Segment Start: Supplied data
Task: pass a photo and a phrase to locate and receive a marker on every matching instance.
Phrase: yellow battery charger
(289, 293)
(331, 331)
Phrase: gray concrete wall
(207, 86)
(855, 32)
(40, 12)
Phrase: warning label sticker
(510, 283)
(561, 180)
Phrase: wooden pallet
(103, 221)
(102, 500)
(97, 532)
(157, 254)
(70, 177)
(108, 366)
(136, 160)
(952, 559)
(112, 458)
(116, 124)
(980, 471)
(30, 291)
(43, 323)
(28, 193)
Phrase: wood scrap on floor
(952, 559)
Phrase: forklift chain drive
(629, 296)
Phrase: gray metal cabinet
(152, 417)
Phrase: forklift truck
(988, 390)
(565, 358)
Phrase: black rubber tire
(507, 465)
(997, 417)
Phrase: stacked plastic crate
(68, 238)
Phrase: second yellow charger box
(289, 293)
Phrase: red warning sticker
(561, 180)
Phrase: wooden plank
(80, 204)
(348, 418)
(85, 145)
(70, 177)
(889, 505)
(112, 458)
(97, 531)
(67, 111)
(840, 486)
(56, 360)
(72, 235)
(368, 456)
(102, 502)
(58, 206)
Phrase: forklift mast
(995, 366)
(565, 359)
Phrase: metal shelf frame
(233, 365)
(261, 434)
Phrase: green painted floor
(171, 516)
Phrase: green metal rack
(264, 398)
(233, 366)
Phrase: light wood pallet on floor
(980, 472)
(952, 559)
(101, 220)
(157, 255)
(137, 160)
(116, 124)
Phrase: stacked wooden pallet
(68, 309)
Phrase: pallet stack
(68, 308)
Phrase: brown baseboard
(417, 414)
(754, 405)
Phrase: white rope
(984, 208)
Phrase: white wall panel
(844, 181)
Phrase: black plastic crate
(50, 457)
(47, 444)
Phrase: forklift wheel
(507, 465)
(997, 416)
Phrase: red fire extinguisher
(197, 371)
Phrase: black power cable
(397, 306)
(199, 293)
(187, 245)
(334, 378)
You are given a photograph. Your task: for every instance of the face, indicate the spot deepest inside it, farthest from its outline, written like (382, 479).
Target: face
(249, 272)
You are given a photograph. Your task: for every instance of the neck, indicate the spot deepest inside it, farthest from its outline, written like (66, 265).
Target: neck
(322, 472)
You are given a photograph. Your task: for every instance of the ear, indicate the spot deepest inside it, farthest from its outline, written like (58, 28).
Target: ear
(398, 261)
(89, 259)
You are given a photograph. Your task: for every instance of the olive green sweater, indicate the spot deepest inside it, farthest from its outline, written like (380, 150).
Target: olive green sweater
Segment End: Supplied data
Required work ->
Check each line of the data above for the word "sweater" and say how many lines have it. Give the number alone.

Expected output ->
2